* _WRITTEN PROBLEM_:
Copy out word for word the stretch of the entries below from the line containing "headlight in the picture above." through the last line of the entries.

* _DATA SHOWN_:
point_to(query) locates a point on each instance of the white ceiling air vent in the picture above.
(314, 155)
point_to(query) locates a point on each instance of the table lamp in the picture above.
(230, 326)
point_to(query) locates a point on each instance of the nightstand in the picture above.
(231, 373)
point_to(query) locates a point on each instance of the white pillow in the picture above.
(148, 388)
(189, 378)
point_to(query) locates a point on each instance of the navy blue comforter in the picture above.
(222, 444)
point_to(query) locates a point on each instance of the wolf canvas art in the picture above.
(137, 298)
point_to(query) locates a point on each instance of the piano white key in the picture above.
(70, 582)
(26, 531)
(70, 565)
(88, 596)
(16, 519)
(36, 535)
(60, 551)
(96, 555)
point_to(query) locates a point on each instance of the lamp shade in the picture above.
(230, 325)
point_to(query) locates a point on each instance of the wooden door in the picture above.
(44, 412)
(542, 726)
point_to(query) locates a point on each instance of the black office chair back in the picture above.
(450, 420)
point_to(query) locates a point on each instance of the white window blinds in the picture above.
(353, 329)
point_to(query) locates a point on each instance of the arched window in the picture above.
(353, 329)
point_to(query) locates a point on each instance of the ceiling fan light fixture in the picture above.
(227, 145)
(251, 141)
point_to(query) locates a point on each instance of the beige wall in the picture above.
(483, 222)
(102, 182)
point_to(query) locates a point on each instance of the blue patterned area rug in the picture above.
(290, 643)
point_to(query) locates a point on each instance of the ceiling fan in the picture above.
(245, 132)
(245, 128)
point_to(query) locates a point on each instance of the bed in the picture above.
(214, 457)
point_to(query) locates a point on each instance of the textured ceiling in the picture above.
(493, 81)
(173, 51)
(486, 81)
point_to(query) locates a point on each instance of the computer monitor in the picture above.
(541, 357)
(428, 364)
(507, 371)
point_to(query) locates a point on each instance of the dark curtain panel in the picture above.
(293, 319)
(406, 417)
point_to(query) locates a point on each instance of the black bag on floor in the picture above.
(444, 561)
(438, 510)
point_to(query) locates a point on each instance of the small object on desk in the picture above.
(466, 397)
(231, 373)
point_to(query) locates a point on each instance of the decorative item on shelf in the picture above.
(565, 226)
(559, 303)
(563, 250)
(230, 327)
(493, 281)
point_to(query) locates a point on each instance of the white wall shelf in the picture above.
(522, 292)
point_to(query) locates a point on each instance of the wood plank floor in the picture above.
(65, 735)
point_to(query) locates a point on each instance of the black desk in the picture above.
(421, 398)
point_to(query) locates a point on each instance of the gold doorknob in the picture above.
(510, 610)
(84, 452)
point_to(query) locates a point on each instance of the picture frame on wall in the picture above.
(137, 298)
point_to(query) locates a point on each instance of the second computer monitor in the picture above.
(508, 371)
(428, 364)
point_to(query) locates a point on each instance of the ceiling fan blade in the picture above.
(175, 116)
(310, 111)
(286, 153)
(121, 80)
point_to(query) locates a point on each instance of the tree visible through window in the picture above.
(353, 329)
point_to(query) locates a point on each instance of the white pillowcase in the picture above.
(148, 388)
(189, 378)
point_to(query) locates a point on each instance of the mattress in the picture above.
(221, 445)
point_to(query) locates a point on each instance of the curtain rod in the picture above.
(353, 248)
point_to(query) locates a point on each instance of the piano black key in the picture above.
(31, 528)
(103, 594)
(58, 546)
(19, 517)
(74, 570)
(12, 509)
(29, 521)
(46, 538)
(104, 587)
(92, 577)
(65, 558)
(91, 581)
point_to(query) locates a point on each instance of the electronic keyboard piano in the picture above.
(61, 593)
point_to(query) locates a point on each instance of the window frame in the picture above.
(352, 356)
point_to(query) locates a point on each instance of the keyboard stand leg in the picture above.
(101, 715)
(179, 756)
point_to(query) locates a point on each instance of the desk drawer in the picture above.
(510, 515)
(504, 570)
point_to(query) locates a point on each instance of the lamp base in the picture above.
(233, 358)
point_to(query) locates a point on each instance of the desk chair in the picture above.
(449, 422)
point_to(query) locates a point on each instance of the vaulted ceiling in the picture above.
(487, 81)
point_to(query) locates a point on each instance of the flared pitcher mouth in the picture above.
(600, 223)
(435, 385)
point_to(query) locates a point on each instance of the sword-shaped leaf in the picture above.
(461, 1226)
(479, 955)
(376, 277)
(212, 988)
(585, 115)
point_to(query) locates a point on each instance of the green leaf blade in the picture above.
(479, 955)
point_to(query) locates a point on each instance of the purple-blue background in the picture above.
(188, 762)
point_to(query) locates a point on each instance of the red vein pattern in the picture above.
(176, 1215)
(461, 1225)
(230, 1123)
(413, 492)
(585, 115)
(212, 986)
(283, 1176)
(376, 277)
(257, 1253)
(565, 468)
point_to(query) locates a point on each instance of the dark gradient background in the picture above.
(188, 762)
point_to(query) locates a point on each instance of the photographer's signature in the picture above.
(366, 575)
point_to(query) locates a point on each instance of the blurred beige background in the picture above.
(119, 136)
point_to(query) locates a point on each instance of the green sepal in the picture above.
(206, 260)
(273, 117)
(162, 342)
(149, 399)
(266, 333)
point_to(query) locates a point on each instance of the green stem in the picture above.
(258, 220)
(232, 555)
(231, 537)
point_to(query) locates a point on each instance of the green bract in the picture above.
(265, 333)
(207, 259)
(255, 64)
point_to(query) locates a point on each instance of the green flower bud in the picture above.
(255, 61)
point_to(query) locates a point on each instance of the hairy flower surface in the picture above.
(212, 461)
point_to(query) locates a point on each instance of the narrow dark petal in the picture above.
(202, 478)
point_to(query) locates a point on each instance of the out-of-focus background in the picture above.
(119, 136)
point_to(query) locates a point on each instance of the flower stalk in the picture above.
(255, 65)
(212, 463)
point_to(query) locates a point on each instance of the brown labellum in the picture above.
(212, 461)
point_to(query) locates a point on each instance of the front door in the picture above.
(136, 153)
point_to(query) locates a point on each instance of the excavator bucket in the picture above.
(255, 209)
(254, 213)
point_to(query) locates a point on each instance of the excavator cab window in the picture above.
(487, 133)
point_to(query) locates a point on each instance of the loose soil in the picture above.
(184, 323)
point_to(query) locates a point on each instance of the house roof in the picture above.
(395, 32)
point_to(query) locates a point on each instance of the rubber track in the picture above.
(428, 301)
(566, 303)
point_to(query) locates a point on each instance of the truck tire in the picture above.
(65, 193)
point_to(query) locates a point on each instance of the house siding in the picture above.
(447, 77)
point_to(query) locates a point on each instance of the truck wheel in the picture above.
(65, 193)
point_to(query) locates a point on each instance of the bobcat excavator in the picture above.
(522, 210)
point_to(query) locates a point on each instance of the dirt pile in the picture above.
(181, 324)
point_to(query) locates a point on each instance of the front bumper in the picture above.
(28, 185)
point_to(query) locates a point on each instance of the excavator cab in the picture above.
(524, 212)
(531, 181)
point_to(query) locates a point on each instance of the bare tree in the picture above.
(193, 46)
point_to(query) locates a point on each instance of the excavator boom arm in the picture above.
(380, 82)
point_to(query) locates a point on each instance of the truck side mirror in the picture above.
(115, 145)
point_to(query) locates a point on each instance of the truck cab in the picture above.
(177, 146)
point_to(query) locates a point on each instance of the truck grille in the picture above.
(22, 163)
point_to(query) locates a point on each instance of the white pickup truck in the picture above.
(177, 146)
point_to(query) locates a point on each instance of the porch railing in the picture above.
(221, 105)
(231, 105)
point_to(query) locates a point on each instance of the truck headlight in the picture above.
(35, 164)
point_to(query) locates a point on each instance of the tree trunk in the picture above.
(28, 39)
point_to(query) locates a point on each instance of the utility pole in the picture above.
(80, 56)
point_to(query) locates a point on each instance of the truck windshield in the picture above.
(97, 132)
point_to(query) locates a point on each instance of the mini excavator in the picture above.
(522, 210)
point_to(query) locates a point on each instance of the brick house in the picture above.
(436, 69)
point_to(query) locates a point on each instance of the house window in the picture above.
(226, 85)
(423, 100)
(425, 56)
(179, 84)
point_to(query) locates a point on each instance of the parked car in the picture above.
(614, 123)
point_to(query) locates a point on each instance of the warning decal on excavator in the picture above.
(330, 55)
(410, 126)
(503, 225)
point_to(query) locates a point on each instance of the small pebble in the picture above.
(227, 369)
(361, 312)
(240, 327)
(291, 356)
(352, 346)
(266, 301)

* _ANSWER_:
point_to(query) locates a point on each instance of the truck headlight in the picture above.
(35, 164)
point_to(query) locates a point on each instance of the tree trunk in the picture above.
(28, 39)
point_to(query) locates a point on each instance of the utility pole in the picture above.
(80, 56)
point_to(query) locates a point on each instance of the truck windshield in the picture above.
(97, 132)
point_to(query) locates a point on each instance of the mini excavator in the picture above.
(522, 210)
point_to(query) locates a point on each instance of the brick house in the picture above.
(436, 69)
point_to(query) locates a point on each instance of the house window in the picture above.
(226, 85)
(423, 100)
(425, 56)
(179, 84)
point_to(query) locates a point on each instance of the parked car in the picture above.
(614, 123)
point_to(query) locates a point on each instance of the warning decal on excavator in the picture above.
(330, 55)
(410, 126)
(503, 225)
point_to(query) locates a point on each instance of the small pebble in the picture above.
(227, 369)
(361, 312)
(240, 327)
(291, 356)
(352, 346)
(266, 301)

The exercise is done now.